Begin Records for the exercise
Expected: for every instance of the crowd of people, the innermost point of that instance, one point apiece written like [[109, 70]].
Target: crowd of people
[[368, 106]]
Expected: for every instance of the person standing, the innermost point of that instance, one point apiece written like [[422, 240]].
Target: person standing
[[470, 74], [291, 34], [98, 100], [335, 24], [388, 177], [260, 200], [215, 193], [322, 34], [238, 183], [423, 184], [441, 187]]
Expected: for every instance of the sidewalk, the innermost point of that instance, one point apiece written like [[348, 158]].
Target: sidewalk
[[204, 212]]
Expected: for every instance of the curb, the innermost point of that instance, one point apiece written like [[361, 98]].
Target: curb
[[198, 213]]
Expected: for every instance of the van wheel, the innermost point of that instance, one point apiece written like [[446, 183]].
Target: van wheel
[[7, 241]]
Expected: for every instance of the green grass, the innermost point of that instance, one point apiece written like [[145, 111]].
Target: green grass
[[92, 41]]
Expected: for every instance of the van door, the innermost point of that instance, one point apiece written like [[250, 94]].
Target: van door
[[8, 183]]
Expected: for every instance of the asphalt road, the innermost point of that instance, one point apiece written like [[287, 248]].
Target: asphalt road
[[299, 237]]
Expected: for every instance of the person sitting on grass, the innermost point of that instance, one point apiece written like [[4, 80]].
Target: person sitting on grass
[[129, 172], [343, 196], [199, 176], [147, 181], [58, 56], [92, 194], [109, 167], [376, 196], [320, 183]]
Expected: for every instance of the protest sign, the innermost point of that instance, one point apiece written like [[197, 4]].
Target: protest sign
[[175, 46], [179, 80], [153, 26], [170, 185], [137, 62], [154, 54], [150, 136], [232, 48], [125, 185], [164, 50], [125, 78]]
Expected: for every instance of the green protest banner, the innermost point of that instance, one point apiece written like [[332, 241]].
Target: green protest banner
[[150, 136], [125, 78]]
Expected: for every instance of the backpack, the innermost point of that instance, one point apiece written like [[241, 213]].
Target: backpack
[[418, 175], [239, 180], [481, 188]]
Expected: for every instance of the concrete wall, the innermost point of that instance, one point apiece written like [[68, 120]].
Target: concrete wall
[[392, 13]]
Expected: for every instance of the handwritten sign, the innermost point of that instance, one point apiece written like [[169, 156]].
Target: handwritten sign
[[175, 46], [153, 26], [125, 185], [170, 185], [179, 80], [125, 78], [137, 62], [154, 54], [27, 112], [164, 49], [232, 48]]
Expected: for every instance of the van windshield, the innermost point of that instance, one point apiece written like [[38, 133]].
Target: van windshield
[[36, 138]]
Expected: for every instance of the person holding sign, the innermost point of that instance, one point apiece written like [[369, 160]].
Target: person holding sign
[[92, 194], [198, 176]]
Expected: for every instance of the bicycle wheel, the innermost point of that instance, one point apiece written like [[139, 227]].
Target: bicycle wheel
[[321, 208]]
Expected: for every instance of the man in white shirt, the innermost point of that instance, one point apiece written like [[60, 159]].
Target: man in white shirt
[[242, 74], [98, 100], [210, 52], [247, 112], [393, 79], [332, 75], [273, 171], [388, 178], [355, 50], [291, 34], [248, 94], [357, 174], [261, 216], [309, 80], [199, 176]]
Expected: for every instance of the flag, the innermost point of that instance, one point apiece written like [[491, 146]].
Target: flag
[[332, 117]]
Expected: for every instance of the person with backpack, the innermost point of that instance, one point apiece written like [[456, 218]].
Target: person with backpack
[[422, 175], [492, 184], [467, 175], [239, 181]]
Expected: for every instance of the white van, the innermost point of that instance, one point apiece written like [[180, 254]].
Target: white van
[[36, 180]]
End Records for the exercise
* **Exercise directions**
Reproduce verbatim every line of the listing above, from the line containing "Expected: for every instance of the person with" through the final line of the listing, both ends included.

* **Solution for this exercise**
Expected: for every instance of the person with backpack, the innermost point of that instance, one point apiece written like [[456, 218]].
Target: person with backpack
[[422, 175], [492, 184], [467, 175], [239, 181]]
Expected: for every instance of the white van, the innermost point of that instance, one point apiece written like [[180, 254]].
Target: white van
[[36, 180]]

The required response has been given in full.